Page
--- start ---
Black, 47, denies 10 charges relating to the abduction and killing of Susan Maxwell, 11, Caroline Hogg, 5, and Sarah Harper, 10, as well as the kidnapping of a fourth girl.

Yesterday, Ronald Thwaites QC, for the defence, told the jury at Newcastle Crown Court that the hunt for the killer of the three girls represented the 'long-term failure' by police to catch the person responsible for the worst kind of crime to be perpetrated in society.

Mr Thwaites took the highly-unusual step of telling the jury of Black's previous criminal record: that he had been convicted in Scotland of sexual offences in 1963 and 1967, and that he was serving life imprisonment for the assault and abduction of a child in the Scottish borders in 1990. Until then, the jury had known only that Black had admitted the abduction offence.

Mr Thwaites said that the events between July 1983, when Susan Maxwell vanished, until Black's arrest in July 1990 told their own 'pathetic story . . . How many police officers' reputations and spirits have been broken on the rack of these unsolved child murders?'

The investigation into what became known as the Midlands triangle murders - so-called because of where the three bodies were discovered - 'reeked of failure, disappointment and frustration', Mr Thwaites said.

He then went on to explain to the jury that police feelings after Black's capture bordered on the euphoric. Black, he said, was seen as 'a murderer for all seasons'. The police then set about dissecting the whole of Black's life and provided a 'suit' that was made to measure, becoming 'wilfully blind' to all other possibilities.

He accepted that Black was a 'wicked' and 'wretched' man who had had an unhealthy interest in young girls, as well as pornographic material which was revolting and sickening. But Mr Thwaites pointed out that, if the prosecution in the case had not been allowed to tell them about Black's involvement in the Scottish abduction, then the Crown could not have brought Black to court for any of the crimes of which he was accused.
--- end ---
Information provided
--- start ---
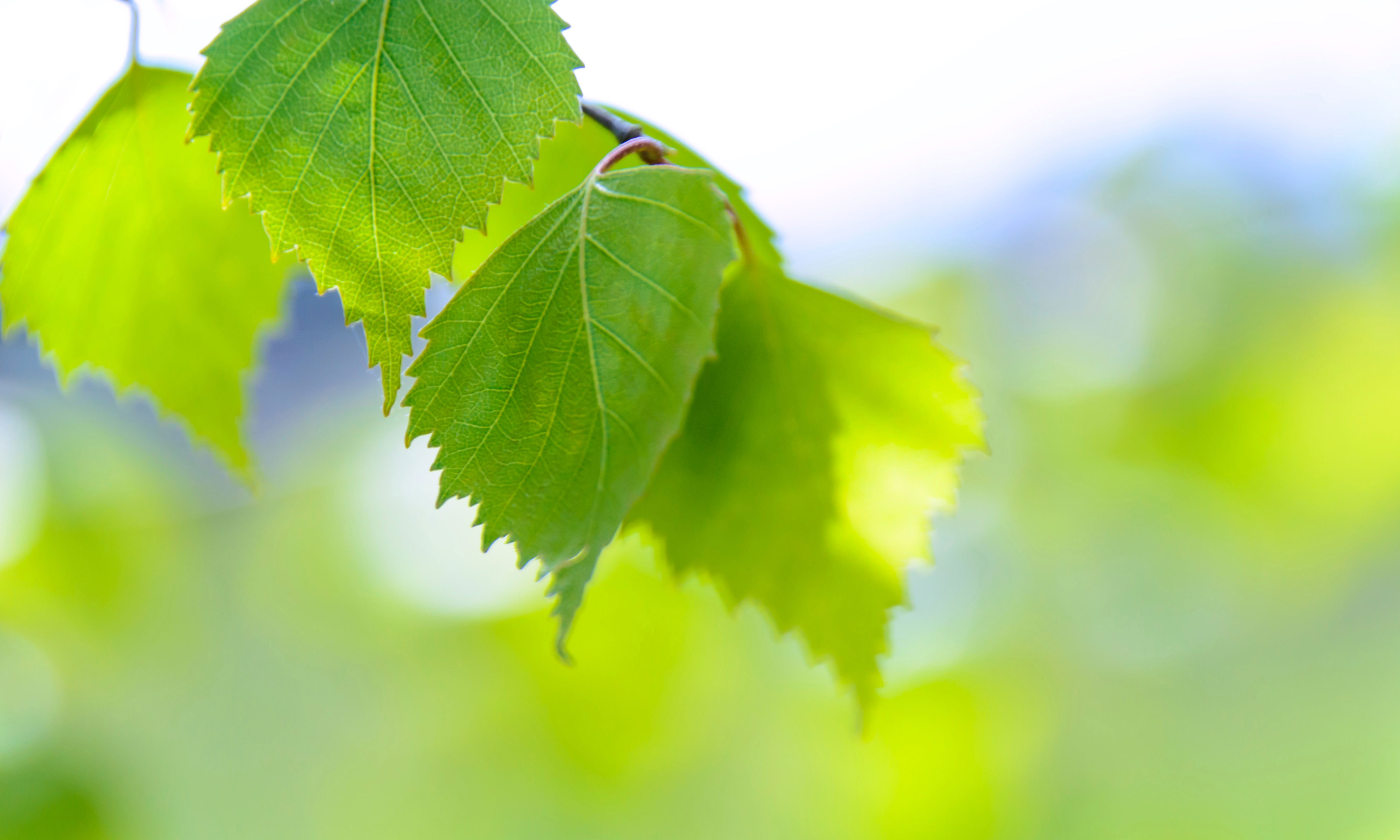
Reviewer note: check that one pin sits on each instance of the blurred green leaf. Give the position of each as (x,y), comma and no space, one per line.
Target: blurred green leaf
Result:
--- end ---
Exercise task
Quote the court report above word for word, from "Mr Thwaites said that" up to and including "all other possibilities.".

Full output
Mr Thwaites said that the events between July 1983, when Susan Maxwell vanished, until Black's arrest in July 1990 told their own 'pathetic story . . . How many police officers' reputations and spirits have been broken on the rack of these unsolved child murders?'

The investigation into what became known as the Midlands triangle murders - so-called because of where the three bodies were discovered - 'reeked of failure, disappointment and frustration', Mr Thwaites said.

He then went on to explain to the jury that police feelings after Black's capture bordered on the euphoric. Black, he said, was seen as 'a murderer for all seasons'. The police then set about dissecting the whole of Black's life and provided a 'suit' that was made to measure, becoming 'wilfully blind' to all other possibilities.